### Work instruction
Below is a set of records; print all of them exactly as written.

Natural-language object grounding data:

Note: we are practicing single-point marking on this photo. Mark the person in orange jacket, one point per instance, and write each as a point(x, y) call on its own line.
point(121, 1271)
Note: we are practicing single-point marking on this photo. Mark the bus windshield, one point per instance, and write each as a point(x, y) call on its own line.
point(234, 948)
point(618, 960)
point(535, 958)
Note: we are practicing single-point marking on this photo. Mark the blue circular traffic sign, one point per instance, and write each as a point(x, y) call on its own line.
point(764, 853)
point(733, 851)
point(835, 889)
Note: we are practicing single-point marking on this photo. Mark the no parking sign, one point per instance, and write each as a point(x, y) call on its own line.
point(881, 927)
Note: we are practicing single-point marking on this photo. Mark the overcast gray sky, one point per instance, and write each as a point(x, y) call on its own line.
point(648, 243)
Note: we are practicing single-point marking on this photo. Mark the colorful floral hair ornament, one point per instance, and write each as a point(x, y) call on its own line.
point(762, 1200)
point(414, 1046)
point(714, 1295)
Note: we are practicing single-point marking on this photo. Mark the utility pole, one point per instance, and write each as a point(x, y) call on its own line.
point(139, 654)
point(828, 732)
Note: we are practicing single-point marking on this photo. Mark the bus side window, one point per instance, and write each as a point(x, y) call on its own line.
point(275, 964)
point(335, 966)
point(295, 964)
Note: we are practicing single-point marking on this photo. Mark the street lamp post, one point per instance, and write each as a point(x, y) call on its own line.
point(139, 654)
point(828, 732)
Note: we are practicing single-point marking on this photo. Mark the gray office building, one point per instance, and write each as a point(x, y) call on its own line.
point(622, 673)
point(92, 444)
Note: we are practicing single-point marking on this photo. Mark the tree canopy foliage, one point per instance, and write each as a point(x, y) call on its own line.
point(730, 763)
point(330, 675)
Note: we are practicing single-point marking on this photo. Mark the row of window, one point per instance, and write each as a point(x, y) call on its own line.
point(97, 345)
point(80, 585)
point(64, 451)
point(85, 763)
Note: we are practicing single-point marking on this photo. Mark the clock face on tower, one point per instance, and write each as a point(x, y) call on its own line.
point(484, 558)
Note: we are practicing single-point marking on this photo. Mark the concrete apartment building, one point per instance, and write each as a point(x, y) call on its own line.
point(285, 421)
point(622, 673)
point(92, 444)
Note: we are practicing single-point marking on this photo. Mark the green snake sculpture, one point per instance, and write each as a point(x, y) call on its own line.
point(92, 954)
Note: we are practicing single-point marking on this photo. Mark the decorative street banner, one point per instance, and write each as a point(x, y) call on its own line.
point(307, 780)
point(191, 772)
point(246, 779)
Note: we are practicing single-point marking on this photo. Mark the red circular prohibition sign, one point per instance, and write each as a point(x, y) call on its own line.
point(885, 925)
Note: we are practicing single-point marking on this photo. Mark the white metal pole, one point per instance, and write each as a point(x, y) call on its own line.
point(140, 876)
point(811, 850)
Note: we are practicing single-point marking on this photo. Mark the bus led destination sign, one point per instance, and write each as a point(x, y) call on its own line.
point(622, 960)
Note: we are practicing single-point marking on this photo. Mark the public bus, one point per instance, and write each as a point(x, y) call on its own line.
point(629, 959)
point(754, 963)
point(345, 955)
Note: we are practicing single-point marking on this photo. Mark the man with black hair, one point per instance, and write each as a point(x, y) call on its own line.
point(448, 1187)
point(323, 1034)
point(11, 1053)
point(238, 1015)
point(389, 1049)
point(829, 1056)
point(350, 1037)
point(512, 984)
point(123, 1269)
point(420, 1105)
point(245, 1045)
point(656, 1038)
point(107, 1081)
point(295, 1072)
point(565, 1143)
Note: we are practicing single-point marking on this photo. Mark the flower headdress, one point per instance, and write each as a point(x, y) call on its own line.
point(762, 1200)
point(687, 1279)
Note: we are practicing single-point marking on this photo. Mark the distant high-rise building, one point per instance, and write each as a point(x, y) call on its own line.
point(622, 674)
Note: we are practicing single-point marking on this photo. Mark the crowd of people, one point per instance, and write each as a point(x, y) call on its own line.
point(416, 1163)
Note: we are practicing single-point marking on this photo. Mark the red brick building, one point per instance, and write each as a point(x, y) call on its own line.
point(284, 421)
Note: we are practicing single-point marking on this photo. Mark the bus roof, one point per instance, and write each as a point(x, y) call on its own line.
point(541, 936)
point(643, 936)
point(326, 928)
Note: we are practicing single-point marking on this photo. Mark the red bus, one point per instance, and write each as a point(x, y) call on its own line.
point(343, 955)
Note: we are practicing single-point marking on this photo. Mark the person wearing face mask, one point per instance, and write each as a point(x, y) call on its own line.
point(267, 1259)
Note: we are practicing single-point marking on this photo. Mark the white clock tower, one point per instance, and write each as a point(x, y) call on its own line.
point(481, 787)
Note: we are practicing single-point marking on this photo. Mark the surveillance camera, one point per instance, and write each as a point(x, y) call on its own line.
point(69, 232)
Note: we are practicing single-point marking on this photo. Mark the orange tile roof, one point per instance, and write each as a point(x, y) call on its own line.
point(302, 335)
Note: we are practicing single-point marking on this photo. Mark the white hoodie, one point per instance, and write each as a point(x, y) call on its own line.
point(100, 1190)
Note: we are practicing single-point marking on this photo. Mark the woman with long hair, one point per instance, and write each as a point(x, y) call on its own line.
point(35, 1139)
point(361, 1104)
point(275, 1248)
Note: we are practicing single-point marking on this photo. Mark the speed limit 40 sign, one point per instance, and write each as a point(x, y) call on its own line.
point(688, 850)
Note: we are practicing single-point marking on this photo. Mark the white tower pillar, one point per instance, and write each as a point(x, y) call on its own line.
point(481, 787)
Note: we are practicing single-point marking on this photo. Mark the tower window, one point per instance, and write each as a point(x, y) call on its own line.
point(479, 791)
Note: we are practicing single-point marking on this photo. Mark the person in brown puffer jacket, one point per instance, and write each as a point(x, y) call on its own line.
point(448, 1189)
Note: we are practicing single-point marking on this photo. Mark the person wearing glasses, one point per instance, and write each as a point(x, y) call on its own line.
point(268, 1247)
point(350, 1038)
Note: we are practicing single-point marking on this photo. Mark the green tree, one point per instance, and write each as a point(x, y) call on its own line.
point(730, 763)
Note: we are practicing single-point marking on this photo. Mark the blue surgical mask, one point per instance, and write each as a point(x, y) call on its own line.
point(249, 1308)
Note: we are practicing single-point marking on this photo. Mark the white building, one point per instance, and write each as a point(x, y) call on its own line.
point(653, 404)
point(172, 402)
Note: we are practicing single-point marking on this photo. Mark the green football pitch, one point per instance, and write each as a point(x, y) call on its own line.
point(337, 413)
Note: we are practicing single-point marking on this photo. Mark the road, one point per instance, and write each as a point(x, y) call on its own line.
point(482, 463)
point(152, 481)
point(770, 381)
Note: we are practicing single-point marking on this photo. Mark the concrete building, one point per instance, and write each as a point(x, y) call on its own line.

### Task answer
Note: we are practicing single-point marking on this photo. Mark the person in orange jacket, one point per instance, and write each as a point(x, y) call on its own line.
point(121, 1271)
Note: we are practicing single-point marking on this photo. Mark the bus windshield, one point per instance, and write each as a point(x, y) call on its own line.
point(234, 948)
point(618, 960)
point(535, 958)
Note: we are practicing single-point marking on this photo. Mark the blue circular traffic sign, one point per instance, and write each as a point(x, y) call on its own line.
point(764, 853)
point(733, 851)
point(835, 889)
Note: we are practicing single-point marking on this photo. Mark the no parking sign, one point per instance, and write each as a point(x, y) call on its own line.
point(881, 927)
Note: we are practicing single-point marking on this photo. Mark the overcast gray sky, one point per instance, and write each as a point(x, y) call on its own line.
point(648, 243)
Note: we are practicing single-point marking on this photo. Mark the colorful floral hair ornament, one point per instance, and write each as a point(x, y) call on its own line.
point(762, 1200)
point(414, 1046)
point(714, 1295)
Note: we are practicing single-point marking on this photo. Mark the utility pole, one point per instance, and write each as a point(x, y) call on its own line.
point(139, 654)
point(828, 732)
Note: we are practicing single-point marking on this photo. Mark the bus side window, one point per instance, and write each as a point(x, y) call on its own line.
point(275, 964)
point(335, 966)
point(295, 964)
Note: we are practicing single-point marking on this photo. Mark the street lamp post, one point per instance, and write each as a point(x, y) call on its own line.
point(139, 654)
point(828, 732)
Note: we are practicing single-point marking on this photo. Mark the gray office building, one point per instance, and write each as a point(x, y) call on its own line.
point(622, 673)
point(92, 444)
Note: we are practicing single-point marking on this photo. Mark the tree canopy foliage, one point per instance, and write each as a point(x, y) call on its own line.
point(730, 763)
point(330, 675)
Note: we are practicing single-point marking on this photo. Mark the row of window, one point per instance, and write each as a point(x, y) call on its own line.
point(97, 345)
point(80, 585)
point(64, 451)
point(85, 763)
Note: we are practicing single-point marking on this photo. Mark the clock face on tower, one point per instance, and write each as a point(x, y) call on its own line.
point(484, 558)
Note: we are practicing single-point marking on this photo. Mark the concrete apartment building, one point per instance, and write each as a point(x, y) call on its own line.
point(285, 421)
point(622, 673)
point(92, 444)
Note: we are practicing single-point marking on this photo. Mark the green snake sculpture, one point per instance, and write each as a point(x, y) call on its own line.
point(92, 954)
Note: we are practicing single-point marking on this photo. Mark the decorative street banner, one point per instance, and write each as a point(x, y) call on its own line.
point(307, 780)
point(191, 772)
point(246, 779)
Note: we are practicing single-point marking on this photo. Mark the red circular prohibition sign, one point per instance, and write each as a point(x, y) call on its own line.
point(885, 925)
Note: we are practicing single-point marking on this photo. Mark the white metal pole, one point per instance, and write each as a point(x, y) call on its own line.
point(140, 876)
point(811, 850)
Note: we are practicing single-point marking on this photo. Mark the bus led destination sign, one point per instance, and write each as a point(x, y) call on its own line.
point(622, 960)
Note: we are practicing single-point marking on this photo. Mark the public bus, one point per instance, and write each as a point(x, y) call on its own line.
point(629, 959)
point(754, 963)
point(345, 955)
Note: we are practicing single-point marking on this photo. Mark the man with black hair, one point per instance, and write each as a point(x, y) call on its own line.
point(448, 1187)
point(323, 1034)
point(11, 1053)
point(238, 1015)
point(389, 1049)
point(829, 1056)
point(350, 1037)
point(512, 984)
point(123, 1269)
point(420, 1105)
point(245, 1045)
point(656, 1038)
point(107, 1081)
point(295, 1072)
point(565, 1143)
Note: we are practicing single-point marking on this photo. Mark the flower headdress, one point per instance, and write each as a point(x, y) call on its own line.
point(762, 1200)
point(687, 1279)
Note: we are practicing single-point marking on this photo. Mark the distant high-rise building, one point per instance, and write each as a point(x, y) call on its own line.
point(622, 674)
Note: we are practicing single-point marking on this photo. Mark the crowd of people, one point per instance, and write each as a point(x, y) call on its own line.
point(416, 1163)
Note: we are practicing single-point marking on this photo. Mark the red brick building, one point per instance, and write each as a point(x, y) call on its own line.
point(284, 421)
Note: we are practicing single-point marking on this photo. Mark the bus roof, one point per instance, and write each as a point(x, y) call on its own line.
point(541, 936)
point(643, 936)
point(326, 928)
Note: we are practicing single-point marking on this photo. Mark the red bus, one point per instance, and write each as a point(x, y) call on its own line.
point(343, 955)
Note: we are practicing single-point marking on this photo. Mark the person wearing face mask, one point per instance, and write each as a point(x, y) call on its own line.
point(267, 1259)
Note: we are practicing single-point marking on this photo. Mark the white clock tower, one point per instance, and write each as a point(x, y) call on its own line.
point(481, 787)
Note: we are practicing single-point marking on this photo. Mark the surveillance camera, one point per instance, and write each as a point(x, y) call on its own line.
point(69, 232)
Note: we are practicing single-point marking on this photo. Mark the orange tile roof, one point per instance, and write each as a point(x, y) call on its own line.
point(302, 335)
Note: we are practicing single-point marking on this photo. Mark the white hoodie, one point per instance, and write each as a point(x, y) call on its own line.
point(100, 1190)
Note: we are practicing single-point marking on this photo. Mark the woman with long hair, one point per instance, and write each as a point(x, y) call on its own line.
point(35, 1139)
point(361, 1104)
point(275, 1248)
Note: we are practicing single-point marking on this photo. Mark the speed limit 40 sign, one point per instance, and write each as a point(x, y) call on its own line.
point(688, 850)
Note: we are practicing single-point marking on this photo. Mark the white tower pillar, one point per instance, and write each as a point(x, y) call on its own line.
point(481, 787)
Note: we are practicing single-point marking on this photo. Mark the tower window, one point per instance, and write each as a point(x, y) call on its own line.
point(479, 791)
Note: we are practicing single-point marking on this photo. Mark the person in brown puffer jacket, one point per instance, and write each as a point(x, y) call on its own line.
point(448, 1189)
Note: we are practicing single-point marking on this photo. Mark the person wearing glasses, one point per instance, and write each as a point(x, y) call on its own line.
point(268, 1247)
point(350, 1038)
Note: we are practicing single-point marking on this photo. Mark the green tree, one point per instance, and write each as a point(x, y) call on its own line.
point(730, 763)
Note: we are practicing single-point marking on this photo. Mark the blue surgical mask, one point per instance, and write each as a point(x, y) call on its own line.
point(249, 1308)
Note: we are practicing single-point marking on this photo. Mark the white building, one point per instance, and write each as a point(x, y) call on its own line.
point(653, 404)
point(172, 402)
Note: we are practicing single-point marking on this photo. Mark the green football pitch, one point per instance, and write each as a point(x, y) call on its own line.
point(337, 413)
Note: we are practicing single-point marking on this photo. Mark the road, one point per instance, and write each as a point(x, y) call on its own line.
point(482, 463)
point(152, 481)
point(770, 381)
Note: we are practicing single-point marking on this photo. Mark the concrete building, one point per instance, and write each as a point(x, y) call on its own line.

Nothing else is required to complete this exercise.